Pular para o conteúdo principal

Caboclismo moderno



Desde que se entenda que uma coisa é uma coisa e outra coisa é outra e assim por diante, é impossível se confundir a respeito das diferenças e semelhanças entre uma coisa – jornalismo - e outra coisa – publicidade, pop-ups e afins.

Esse preâmbulo nada teorético impõe-se a quem quer que se aventure a analisar um produto que aqui vou chamar de X.

X apresenta-se como experiência jornalística. Faz uso de reportagens, artigos e ensaios, mostra-se atento aos movimentos da cidade F. e investe pesado nas mídias sociais, como qualquer veículo de comunicação faz hoje, além de destinar ampla fatia de dinheiro para vender-se nos veículos tradicionais de imprensa.  

Ocorre que X não é um jornal, tampouco um site noticioso, menos ainda uma plataforma desinteressada de narrativas cuja liberdade de publicação vai até onde a vista alcança. X é um híbrido difícil de definir. Arrisco a dizer que X é um modelo de negócios travestido de hub de narrativas, para usar uma expressão da moda.

Ora, todo mundo sabe que, com a crise de financiamento no jornalismo, a qual se acrescenta ainda a crise de modelo, linguagem e formato, empresas em todo o mundo resolveram operar paralelamente numa região sombreada: o híbrido publicidade/jornalismo.

A Folha de S. Paulo, por exemplo, criou recentemente um núcleo de negócios no qual produz peças jornalísticas sob demanda. É isso mesmo: alguém paga por conteúdo jornalístico produzido obedecendo-se a critérios definidos por quem está custeando a operação.

+-------+

Instruções e requisitos>
Reproduza fielmente o trecho do texto sobre jornalismo e publicidade que começa em "X apresenta-se como" e segue até "o híbrido publicidade/jornalismo.".

(Itens de dados)
+-------+

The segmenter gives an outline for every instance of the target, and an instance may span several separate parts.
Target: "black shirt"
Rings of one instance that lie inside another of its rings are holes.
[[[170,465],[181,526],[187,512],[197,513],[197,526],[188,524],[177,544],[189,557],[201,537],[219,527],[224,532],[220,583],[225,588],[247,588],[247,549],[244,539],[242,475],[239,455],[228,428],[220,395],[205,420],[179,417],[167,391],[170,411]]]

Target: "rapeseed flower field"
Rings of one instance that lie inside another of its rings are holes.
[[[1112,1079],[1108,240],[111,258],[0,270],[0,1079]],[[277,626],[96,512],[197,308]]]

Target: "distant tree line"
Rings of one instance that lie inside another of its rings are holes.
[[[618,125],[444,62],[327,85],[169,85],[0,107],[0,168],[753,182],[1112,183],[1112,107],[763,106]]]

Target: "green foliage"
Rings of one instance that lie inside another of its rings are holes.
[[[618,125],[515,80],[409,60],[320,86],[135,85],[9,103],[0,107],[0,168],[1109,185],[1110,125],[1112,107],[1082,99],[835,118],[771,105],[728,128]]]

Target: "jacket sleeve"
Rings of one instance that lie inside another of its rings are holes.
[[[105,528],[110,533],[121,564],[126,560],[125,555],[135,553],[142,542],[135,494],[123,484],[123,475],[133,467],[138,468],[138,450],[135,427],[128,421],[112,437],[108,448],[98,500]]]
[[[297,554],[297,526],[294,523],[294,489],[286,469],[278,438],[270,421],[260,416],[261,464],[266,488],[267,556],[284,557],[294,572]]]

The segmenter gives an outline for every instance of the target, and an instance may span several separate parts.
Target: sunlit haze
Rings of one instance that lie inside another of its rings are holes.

+-------+

Resultado do exercício>
X apresenta-se como experiência jornalística. Faz uso de reportagens, artigos e ensaios, mostra-se atento aos movimentos da cidade F. e investe pesado nas mídias sociais, como qualquer veículo de comunicação faz hoje, além de destinar ampla fatia de dinheiro para vender-se nos veículos tradicionais de imprensa.  

Ocorre que X não é um jornal, tampouco um site noticioso, menos ainda uma plataforma desinteressada de narrativas cuja liberdade de publicação vai até onde a vista alcança. X é um híbrido difícil de definir. Arrisco a dizer que X é um modelo de negócios travestido de hub de narrativas, para usar uma expressão da moda.

Ora, todo mundo sabe que, com a crise de financiamento no jornalismo, a qual se acrescenta ainda a crise de modelo, linguagem e formato, empresas em todo o mundo resolveram operar paralelamente numa região sombreada: o híbrido publicidade/jornalismo.